-- begin Text provided --
In [None]:
!pip install guardrails-ai peft transformers jinja2 pytest flash_attn

In [35]:
from typing import Dict, Optional

import torch
from guardrails.validator_base import (
    FailResult,
    PassResult,
    ValidationResult,
    Validator,
    register_validator,
)
from jinja2 import Template
from peft import PeftConfig, PeftModel
from transformers import (
    AutoModelForCausalLM,
    AutoTokenizer,
    BitsAndBytesConfig,
    pipeline,
)

HALLUCINATION_EVAL_BASE = """
       {% set knowledge_line = "" if reference == "" else "[Knowledge]: " + reference + "\n        " %}
        Your job is to evaluate whether a machine learning model has hallucinated or not.
        A hallucination occurs when the response is coherent but factually incorrect or nonsensical
        outputs that are not grounded in the provided context.
        You are given the following information:
        ####INFO####
        {{ knowledge_line }}[User Input]: {{ query }}
        [Model Response]: {{ response }}
        ####END INFO####
        Based on the information provided is the model output a hallucination? Respond with only "yes" or "no"
"""


@register_validator(name="guardrails/grounded-ai-hallucination", data_type="string")
class GroundedaiHallucination(Validator):
    """Validates whether a given response is a hallucination based on the provided query, response
    and optional reference.
-- end Text provided --
_To-do list_:
- a) Return the hallucination-validator code from "from jinja2 import" to "the provided context.", copied word for word.
- b) Resume the hallucination-validator code, continuing after its last line.
-- begin Raw records --
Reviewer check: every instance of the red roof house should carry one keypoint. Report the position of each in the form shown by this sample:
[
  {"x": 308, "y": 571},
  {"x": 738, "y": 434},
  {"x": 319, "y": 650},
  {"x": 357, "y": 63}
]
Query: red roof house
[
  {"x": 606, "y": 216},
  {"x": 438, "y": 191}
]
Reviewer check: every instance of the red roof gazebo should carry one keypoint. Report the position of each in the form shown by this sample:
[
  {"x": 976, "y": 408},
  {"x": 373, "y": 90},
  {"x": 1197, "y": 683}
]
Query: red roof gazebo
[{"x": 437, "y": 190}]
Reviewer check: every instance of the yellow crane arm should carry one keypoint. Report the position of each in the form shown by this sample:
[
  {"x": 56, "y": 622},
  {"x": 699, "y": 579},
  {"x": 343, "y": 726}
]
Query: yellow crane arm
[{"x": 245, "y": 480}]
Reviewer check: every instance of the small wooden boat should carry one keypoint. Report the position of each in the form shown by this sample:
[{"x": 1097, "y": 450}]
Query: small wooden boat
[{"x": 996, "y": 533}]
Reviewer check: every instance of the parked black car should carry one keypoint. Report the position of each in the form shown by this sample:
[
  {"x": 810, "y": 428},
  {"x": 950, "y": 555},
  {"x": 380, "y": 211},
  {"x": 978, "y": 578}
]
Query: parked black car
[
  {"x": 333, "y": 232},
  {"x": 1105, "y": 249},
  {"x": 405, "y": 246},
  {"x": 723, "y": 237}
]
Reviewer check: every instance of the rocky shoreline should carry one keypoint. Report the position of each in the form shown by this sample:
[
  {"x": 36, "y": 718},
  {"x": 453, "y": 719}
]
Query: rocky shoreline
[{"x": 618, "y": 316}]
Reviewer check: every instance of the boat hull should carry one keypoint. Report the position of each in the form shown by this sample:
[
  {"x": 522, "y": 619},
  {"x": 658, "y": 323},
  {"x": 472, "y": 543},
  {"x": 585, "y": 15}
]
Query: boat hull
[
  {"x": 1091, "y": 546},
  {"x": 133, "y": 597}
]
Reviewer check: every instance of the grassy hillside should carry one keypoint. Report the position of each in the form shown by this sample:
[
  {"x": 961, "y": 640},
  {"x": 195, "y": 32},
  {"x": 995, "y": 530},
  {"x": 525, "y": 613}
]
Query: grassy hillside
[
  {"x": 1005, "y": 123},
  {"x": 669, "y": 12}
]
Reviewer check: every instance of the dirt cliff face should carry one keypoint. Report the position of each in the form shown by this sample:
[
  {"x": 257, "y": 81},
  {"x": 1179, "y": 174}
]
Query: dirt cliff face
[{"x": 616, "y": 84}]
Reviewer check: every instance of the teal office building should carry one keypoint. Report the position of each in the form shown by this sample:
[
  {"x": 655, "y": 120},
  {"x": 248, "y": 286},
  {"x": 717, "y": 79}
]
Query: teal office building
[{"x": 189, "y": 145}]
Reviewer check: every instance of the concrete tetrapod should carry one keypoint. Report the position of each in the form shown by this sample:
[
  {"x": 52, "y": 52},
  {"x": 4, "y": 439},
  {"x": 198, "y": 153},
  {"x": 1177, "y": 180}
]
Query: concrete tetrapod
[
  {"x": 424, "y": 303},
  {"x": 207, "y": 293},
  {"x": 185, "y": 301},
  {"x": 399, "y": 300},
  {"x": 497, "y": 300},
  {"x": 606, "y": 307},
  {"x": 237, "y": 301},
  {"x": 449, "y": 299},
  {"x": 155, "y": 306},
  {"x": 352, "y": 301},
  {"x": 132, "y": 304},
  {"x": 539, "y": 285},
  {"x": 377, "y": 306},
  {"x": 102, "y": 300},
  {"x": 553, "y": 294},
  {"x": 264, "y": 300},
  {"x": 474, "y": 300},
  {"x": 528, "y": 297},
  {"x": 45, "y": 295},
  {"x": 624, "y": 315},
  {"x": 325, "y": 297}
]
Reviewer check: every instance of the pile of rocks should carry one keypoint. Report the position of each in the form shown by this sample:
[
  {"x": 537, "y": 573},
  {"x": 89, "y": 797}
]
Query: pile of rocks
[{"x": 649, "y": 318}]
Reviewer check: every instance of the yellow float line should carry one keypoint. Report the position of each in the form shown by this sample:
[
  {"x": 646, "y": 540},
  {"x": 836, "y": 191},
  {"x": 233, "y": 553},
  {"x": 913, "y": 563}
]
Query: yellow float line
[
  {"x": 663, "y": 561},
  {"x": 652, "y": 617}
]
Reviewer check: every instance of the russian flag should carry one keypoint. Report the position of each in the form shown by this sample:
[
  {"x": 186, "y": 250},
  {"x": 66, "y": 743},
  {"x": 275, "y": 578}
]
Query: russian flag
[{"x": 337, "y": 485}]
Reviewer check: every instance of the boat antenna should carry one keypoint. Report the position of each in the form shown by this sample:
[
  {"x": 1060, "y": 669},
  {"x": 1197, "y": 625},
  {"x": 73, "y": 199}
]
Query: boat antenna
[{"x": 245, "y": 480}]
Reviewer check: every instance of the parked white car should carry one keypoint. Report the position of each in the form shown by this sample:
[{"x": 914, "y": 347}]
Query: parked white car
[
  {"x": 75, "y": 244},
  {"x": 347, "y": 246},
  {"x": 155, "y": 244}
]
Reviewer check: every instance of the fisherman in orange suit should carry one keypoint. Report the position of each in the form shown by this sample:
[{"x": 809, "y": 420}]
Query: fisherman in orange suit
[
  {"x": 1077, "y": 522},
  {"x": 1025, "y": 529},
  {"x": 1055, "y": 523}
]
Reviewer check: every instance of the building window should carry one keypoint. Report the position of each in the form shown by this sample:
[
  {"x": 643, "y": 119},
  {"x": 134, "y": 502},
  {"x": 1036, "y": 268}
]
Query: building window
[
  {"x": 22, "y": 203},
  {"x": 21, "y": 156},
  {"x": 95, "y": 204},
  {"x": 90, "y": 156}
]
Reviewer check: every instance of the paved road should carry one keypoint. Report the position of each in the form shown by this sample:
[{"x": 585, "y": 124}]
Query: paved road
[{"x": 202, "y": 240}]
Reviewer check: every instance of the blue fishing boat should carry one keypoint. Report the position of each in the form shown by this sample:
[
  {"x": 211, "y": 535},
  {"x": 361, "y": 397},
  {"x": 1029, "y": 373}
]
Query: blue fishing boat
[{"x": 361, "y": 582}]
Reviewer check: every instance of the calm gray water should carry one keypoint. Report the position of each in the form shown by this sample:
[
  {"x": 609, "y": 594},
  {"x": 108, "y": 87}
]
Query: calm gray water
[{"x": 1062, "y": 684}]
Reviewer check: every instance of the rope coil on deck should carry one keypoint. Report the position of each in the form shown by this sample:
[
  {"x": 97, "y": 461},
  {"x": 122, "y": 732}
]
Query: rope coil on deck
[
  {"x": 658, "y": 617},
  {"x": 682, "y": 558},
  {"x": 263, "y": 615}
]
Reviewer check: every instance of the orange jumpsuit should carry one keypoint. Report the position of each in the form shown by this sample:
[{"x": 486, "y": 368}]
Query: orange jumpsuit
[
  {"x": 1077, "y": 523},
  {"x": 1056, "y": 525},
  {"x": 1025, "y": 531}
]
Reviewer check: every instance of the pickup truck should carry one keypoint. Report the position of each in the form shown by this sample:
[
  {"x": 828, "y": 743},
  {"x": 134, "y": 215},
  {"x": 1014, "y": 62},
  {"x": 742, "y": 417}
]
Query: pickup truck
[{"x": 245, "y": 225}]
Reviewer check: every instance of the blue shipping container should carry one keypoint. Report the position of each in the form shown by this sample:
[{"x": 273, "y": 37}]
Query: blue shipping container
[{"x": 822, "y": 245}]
-- end Raw records --
_Task results_:
- a)
from jinja2 import Template
from peft import PeftConfig, PeftModel
from transformers import (
    AutoModelForCausalLM,
    AutoTokenizer,
    BitsAndBytesConfig,
    pipeline,
)

HALLUCINATION_EVAL_BASE = """
       {% set knowledge_line = "" if reference == "" else "[Knowledge]: " + reference + "\n        " %}
        Your job is to evaluate whether a machine learning model has hallucinated or not.
        A hallucination occurs when the response is coherent but factually incorrect or nonsensical
        outputs that are not grounded in the provided context.

- b)
    This validator uses a fine-tuned language model by GroundedAI to determine if the response
    is grounded in the given context or if it's a hallucination.

    **Key Properties**

    | Property                      | Description                           |
    | ----------------------------- | ------------------------------------- |
    | Name for `format` attribute   | `guardrails/grounded-ai-hallucination`|
    | Supported data types          | `string`                              |
    | Programmatic fix              | `None`                                |

    Args:
        quant (bool): Whether to use quantization for the model.
        base_prompt (Optional[str]): The base prompt template for hallucination evaluation.
            Defaults to HALLUCINATION_EVAL_BASE.
    """
  # noqa

    BASE_MODEL_ID = "microsoft/Phi-3-mini-4k-instruct"
    GROUNDEDAI_EVAL_ID = "grounded-ai/phi3.5-hallucination-judge"

    def __init__(
        self,
        quant: bool,
        base_prompt: Optional[str] = HALLUCINATION_EVAL_BASE,
    ):
        super().__init__()
        self._quantize = quant
        self._base_prompt = base_prompt
        self._base_model = None
        self._tokenizer = None
        self._merged_model = None

        self.warmup()

    def load_model(self):
        """Loads the base model with or without quantization."""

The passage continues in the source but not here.